● **Instructions for the task**: In the records, find each line where "tree" occurs, and copy it.

● **Data**:
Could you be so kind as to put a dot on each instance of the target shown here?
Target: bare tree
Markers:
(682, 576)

...

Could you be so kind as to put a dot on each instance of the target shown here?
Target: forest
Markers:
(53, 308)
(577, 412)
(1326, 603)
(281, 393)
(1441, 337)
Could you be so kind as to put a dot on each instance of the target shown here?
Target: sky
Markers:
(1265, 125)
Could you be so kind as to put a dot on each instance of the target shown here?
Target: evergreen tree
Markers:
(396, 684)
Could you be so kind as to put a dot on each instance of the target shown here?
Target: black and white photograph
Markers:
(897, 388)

...

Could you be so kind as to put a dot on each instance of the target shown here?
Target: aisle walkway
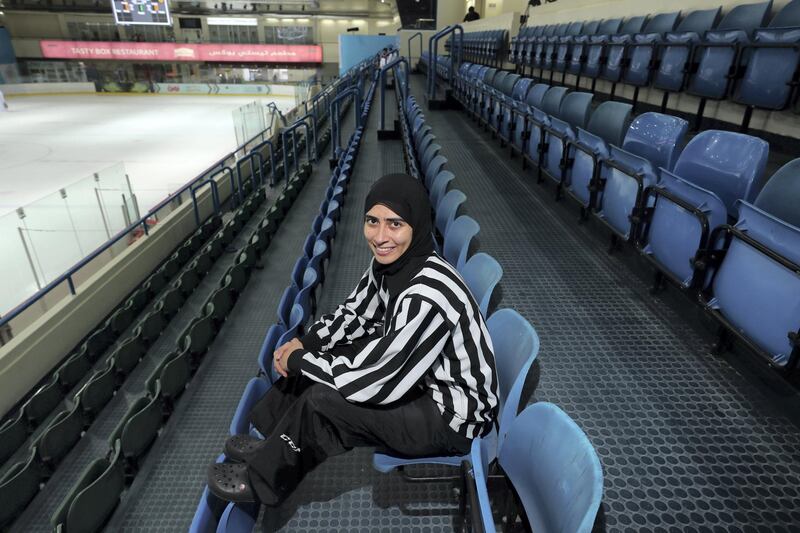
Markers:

● **Response**:
Target: bare tree
Target: evergreen tree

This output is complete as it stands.